*** Reading text ***

We advocate two different approaches to yield better and more efficient results. First, we suggest that keywords are best used coupled with statistical, rather than judgmental, sampling. Second, we suggest that experienced counsel and vendors working with a combination of advanced conceptual search techniques can more efficiently and effectively deal with large amounts of ESI, resulting in a narrowed and enriched review set with a concomitant reduction in lawyer hours.

KEYWORDS DONE RIGHT

In Victor Stanley v. Creative Pipe, 250 FRD 251 (D. Md. 2008), Chief Magistrate Judge Paul W. Grimm of the U.S. District Court for the District of Maryland found counsel had waived the attorney-client privilege as to 165 inadvertently produced documents -- despite the use of 70 separate keyword searches in conducting their privilege screen -- because, among other reasons, counsel had failed to conduct "quality assurance testing." Clearly, judgmental sampling did not pass judicial scrutiny, while statistical sampling would likely have.

Counsel seeking to conduct a proper keyword search should instead consider the following steps:

Sample the data. Counsel should isolate a random and statistically significant sample of the relevant datasets and then conduct a manual review of such data for relevance and privilege.[FOOTNOTE 7] This will educate counsel as to what to expect from the larger population and help in formulating keywords.

*** Data rows ***

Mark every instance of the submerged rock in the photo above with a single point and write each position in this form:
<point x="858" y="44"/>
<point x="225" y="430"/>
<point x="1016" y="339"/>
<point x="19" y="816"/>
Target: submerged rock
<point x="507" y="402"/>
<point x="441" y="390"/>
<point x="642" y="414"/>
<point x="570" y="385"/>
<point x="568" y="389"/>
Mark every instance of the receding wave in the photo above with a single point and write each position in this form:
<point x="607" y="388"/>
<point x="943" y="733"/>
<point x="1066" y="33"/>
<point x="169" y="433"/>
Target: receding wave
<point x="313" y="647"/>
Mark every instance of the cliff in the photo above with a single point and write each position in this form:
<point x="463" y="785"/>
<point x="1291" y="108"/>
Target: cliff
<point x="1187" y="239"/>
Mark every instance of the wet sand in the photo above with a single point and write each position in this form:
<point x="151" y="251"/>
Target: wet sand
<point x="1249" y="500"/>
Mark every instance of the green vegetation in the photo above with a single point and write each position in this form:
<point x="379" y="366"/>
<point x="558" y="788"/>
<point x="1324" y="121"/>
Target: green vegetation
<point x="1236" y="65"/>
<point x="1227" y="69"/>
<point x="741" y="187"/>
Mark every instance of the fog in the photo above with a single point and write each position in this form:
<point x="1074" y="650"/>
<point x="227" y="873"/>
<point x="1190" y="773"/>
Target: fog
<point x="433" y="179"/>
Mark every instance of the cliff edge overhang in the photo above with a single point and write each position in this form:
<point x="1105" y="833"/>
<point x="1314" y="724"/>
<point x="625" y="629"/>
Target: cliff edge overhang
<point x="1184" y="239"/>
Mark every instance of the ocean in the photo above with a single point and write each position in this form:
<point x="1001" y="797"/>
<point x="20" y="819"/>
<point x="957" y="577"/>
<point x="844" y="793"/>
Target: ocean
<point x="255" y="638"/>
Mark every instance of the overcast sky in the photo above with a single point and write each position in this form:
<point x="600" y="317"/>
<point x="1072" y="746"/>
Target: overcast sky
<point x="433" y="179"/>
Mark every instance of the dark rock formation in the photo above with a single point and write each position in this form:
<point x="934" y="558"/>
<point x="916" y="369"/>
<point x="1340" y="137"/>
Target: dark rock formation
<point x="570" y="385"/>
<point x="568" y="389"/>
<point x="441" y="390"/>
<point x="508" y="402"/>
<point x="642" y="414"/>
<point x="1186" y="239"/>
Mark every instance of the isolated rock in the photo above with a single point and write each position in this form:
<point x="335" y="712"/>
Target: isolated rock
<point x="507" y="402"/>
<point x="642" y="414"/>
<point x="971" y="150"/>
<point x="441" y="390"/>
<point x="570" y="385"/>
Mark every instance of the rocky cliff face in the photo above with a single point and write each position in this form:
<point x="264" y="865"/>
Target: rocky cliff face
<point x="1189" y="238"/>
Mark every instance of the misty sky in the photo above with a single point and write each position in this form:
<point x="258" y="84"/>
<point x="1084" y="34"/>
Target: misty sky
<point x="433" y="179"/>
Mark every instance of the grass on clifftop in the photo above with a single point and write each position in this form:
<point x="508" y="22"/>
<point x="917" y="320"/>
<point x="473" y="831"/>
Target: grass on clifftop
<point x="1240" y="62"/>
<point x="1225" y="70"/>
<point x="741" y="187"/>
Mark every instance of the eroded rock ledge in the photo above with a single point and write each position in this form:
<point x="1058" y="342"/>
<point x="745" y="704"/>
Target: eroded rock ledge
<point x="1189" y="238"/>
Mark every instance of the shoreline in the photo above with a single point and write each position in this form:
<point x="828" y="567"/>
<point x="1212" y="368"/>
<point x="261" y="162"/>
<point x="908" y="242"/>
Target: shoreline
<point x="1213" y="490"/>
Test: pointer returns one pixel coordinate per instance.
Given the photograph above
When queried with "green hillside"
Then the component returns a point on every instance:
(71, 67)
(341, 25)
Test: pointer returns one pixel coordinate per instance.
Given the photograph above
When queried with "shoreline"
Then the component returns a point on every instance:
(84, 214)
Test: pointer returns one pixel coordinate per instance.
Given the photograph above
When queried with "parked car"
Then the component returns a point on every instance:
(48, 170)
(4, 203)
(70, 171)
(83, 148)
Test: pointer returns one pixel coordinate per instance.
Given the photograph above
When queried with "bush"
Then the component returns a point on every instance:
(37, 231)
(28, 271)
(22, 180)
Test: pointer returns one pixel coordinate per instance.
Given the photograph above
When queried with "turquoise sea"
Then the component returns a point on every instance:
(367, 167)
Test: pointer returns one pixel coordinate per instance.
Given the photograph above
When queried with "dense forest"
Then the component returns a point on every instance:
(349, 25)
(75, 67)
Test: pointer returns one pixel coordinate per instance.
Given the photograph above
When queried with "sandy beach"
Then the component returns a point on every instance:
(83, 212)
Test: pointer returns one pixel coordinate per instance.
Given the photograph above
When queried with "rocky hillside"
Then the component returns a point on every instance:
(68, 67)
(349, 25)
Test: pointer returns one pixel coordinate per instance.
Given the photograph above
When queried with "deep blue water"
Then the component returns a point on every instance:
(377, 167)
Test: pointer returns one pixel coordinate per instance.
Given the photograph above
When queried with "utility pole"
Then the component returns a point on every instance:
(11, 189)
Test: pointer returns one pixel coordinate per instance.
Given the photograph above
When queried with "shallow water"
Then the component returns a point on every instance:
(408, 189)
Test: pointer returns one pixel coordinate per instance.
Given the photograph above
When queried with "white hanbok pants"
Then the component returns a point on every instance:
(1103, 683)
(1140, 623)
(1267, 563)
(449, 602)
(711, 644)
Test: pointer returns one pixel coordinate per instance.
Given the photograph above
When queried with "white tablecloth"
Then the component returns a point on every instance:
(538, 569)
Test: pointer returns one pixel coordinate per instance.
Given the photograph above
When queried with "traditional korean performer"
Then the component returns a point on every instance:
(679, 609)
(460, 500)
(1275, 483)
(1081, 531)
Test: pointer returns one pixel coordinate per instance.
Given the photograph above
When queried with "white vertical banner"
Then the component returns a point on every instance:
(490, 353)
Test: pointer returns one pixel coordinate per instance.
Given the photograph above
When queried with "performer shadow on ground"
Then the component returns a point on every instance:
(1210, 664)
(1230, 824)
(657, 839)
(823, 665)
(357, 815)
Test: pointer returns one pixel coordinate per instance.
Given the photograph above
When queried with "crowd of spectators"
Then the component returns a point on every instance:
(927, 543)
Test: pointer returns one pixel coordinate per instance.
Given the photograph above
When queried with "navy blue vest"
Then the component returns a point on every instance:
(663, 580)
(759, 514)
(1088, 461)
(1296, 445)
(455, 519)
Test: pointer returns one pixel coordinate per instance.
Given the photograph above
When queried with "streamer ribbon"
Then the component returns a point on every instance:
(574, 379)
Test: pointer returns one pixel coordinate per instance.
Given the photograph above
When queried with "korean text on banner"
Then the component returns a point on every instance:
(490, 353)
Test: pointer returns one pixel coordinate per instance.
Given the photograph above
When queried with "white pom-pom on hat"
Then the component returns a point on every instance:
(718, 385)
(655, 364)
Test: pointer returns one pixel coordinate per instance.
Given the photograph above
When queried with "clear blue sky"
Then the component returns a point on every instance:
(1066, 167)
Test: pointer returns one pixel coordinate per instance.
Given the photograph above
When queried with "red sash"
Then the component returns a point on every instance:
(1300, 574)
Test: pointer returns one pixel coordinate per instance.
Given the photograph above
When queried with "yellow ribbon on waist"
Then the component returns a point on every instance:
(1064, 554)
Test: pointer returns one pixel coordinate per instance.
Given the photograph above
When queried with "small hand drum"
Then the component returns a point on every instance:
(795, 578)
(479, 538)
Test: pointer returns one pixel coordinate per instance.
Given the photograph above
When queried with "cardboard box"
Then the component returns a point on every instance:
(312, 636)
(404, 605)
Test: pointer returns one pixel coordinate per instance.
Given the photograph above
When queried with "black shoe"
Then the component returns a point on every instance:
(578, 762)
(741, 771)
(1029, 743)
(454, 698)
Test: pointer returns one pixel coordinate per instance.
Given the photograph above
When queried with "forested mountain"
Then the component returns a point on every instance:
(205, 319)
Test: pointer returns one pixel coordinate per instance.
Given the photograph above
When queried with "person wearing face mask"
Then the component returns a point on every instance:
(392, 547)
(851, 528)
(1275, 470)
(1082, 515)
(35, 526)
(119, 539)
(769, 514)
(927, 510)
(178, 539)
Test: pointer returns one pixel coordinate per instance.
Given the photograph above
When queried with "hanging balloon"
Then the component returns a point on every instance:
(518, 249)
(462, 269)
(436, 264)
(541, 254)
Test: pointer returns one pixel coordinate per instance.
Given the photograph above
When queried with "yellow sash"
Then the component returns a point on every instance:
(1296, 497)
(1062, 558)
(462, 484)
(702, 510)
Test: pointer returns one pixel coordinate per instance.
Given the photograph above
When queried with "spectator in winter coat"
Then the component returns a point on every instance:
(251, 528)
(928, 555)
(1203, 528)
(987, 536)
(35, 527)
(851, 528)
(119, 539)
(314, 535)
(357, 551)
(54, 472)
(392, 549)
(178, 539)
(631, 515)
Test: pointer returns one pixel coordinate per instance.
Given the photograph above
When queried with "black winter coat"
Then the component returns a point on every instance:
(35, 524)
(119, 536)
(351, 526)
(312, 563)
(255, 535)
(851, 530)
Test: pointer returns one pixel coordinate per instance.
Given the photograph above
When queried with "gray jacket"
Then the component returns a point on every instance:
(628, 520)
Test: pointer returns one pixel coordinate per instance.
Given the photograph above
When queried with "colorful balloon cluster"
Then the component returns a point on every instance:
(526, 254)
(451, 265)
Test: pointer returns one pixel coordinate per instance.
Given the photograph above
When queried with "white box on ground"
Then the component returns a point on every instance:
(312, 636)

***

Task instructions:
Please answer these questions on the passage on keyword searches:
(a) What kind of sampling does the passage say keywords are best coupled with?
(b) In Victor Stanley v. Creative Pipe, how many inadvertently produced documents lost attorney-client privilege?
(c) For what two things should counsel manually review the random sample?
These rows come from a separate source and are unrelated to the passage on keyword searches.

Response:
(a) Statistical sampling, rather than judgmental sampling.
(b) 165 documents.
(c) Relevance and privilege.